» Task to carry out
From the first line onward, reproduce the records exactly; the final line to include is the one holding "point: woman in".
====================
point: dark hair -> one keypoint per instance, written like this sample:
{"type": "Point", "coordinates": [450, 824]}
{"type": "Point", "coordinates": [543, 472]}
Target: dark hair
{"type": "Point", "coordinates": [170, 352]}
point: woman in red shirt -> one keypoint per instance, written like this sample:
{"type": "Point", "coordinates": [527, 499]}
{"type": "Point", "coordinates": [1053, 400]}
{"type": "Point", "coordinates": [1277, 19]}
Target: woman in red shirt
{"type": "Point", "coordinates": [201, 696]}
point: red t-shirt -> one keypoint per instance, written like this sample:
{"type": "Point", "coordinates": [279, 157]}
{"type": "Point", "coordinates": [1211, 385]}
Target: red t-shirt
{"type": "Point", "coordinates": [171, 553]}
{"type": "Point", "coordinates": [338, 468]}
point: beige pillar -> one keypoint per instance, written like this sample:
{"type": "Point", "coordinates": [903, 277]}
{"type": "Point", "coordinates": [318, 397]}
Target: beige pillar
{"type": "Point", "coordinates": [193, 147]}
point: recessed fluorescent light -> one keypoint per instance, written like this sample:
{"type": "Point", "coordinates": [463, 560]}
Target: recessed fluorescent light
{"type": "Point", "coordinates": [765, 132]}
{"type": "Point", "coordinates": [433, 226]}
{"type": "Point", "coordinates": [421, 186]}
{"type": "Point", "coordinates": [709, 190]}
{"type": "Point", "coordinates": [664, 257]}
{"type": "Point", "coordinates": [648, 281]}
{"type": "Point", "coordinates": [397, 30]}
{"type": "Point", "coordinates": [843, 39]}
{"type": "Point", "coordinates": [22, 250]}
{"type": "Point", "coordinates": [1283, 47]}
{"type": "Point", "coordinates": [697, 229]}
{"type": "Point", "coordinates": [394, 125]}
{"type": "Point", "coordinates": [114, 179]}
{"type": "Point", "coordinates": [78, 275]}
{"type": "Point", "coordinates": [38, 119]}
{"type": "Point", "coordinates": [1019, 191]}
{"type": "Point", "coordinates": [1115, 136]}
====================
» Result
point: dark hair -> one keypoint per instance, written like this sample:
{"type": "Point", "coordinates": [450, 824]}
{"type": "Point", "coordinates": [543, 472]}
Target: dark hair
{"type": "Point", "coordinates": [170, 352]}
point: woman in red shirt -> one keypoint per instance, written like this sample:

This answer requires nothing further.